Excerpts from point annotation data
= = =
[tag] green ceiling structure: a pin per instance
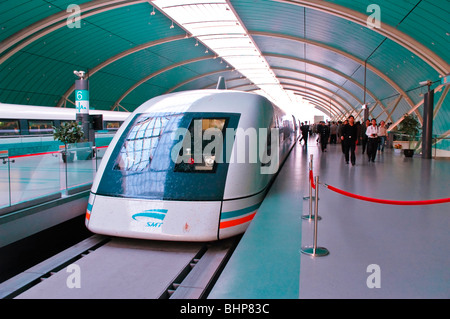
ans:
(326, 51)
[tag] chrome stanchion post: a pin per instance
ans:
(310, 216)
(309, 179)
(314, 250)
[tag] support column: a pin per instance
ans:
(82, 105)
(427, 127)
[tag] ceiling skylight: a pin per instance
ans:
(215, 24)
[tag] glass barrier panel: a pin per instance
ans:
(80, 164)
(5, 193)
(35, 172)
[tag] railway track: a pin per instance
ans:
(101, 267)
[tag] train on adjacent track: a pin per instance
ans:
(190, 166)
(25, 120)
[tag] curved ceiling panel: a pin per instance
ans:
(316, 48)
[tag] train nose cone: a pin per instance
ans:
(155, 219)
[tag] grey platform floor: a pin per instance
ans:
(409, 245)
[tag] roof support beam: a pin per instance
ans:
(147, 78)
(336, 104)
(37, 30)
(118, 57)
(390, 32)
(345, 54)
(332, 94)
(320, 78)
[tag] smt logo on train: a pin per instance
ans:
(151, 217)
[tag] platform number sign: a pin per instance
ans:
(82, 101)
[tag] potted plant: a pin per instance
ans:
(68, 133)
(409, 126)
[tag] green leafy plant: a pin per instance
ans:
(410, 126)
(68, 133)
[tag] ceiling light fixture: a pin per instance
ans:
(216, 25)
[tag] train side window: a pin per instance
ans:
(9, 127)
(201, 158)
(139, 148)
(40, 127)
(112, 125)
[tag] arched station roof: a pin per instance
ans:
(327, 51)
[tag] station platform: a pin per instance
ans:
(409, 245)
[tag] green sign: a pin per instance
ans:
(82, 101)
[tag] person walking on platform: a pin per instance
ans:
(364, 136)
(324, 135)
(382, 134)
(349, 138)
(333, 132)
(340, 133)
(305, 130)
(372, 142)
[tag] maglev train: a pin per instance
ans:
(190, 166)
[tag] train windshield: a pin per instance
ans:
(170, 157)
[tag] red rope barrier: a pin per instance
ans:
(387, 201)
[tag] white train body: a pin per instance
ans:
(140, 190)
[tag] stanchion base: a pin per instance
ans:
(313, 198)
(307, 217)
(318, 252)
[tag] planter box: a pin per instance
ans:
(405, 144)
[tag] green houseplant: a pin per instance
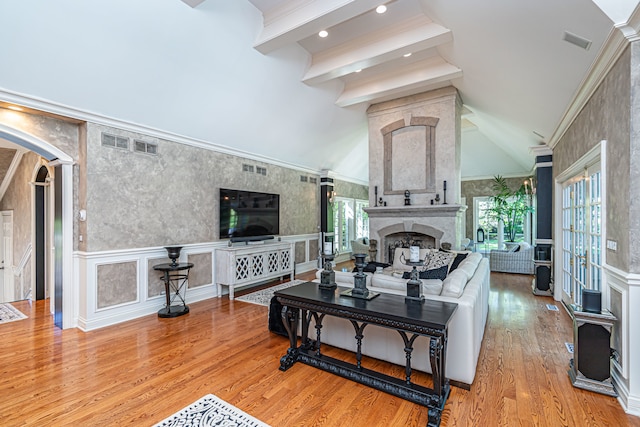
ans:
(509, 206)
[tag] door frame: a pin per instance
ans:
(597, 153)
(66, 288)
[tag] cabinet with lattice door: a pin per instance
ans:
(239, 266)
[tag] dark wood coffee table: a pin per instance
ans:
(411, 319)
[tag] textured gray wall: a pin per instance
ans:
(351, 190)
(59, 133)
(481, 188)
(606, 117)
(140, 200)
(18, 199)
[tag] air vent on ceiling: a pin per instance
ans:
(109, 140)
(141, 146)
(576, 40)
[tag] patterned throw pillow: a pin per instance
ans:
(439, 258)
(457, 260)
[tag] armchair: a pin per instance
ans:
(506, 261)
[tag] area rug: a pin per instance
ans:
(263, 296)
(9, 313)
(211, 411)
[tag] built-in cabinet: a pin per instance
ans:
(245, 265)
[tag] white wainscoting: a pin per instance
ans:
(88, 316)
(625, 373)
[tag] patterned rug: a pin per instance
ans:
(211, 411)
(9, 313)
(263, 296)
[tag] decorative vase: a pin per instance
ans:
(174, 253)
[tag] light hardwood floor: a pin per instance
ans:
(142, 371)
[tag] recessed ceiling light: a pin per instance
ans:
(577, 40)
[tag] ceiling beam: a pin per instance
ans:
(285, 26)
(376, 48)
(429, 73)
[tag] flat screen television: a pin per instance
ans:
(248, 214)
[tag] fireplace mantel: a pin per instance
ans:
(449, 210)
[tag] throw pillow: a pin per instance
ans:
(439, 258)
(457, 260)
(454, 284)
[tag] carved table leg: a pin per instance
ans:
(290, 322)
(408, 349)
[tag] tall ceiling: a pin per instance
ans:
(254, 78)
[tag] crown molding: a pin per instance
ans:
(617, 41)
(64, 111)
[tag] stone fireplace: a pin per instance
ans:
(414, 172)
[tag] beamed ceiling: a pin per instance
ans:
(201, 69)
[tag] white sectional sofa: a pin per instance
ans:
(467, 285)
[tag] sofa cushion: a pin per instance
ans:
(432, 273)
(470, 264)
(454, 284)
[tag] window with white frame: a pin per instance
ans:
(350, 221)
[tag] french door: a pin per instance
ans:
(581, 234)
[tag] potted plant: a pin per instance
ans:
(509, 206)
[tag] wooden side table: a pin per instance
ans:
(590, 367)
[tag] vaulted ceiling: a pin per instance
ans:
(517, 66)
(252, 76)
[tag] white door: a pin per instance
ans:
(581, 235)
(6, 257)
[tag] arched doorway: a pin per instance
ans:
(64, 289)
(41, 242)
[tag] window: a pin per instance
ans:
(482, 218)
(350, 221)
(109, 140)
(145, 147)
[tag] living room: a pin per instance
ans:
(131, 186)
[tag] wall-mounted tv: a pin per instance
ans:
(248, 214)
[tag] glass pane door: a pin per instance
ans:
(581, 235)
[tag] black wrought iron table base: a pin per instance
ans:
(429, 319)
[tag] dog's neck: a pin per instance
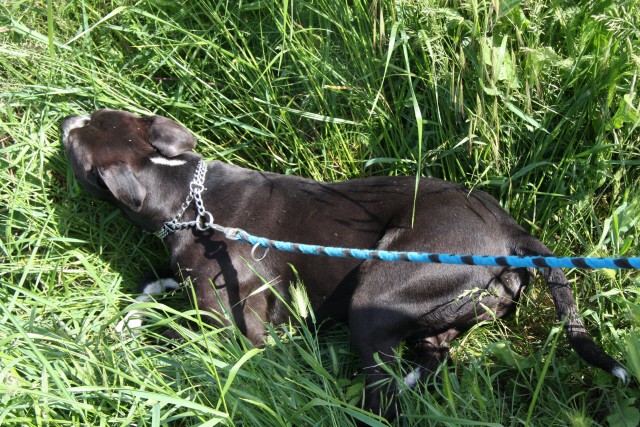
= = =
Give only the number of lines in the material above that contain the string "side", where case counts.

2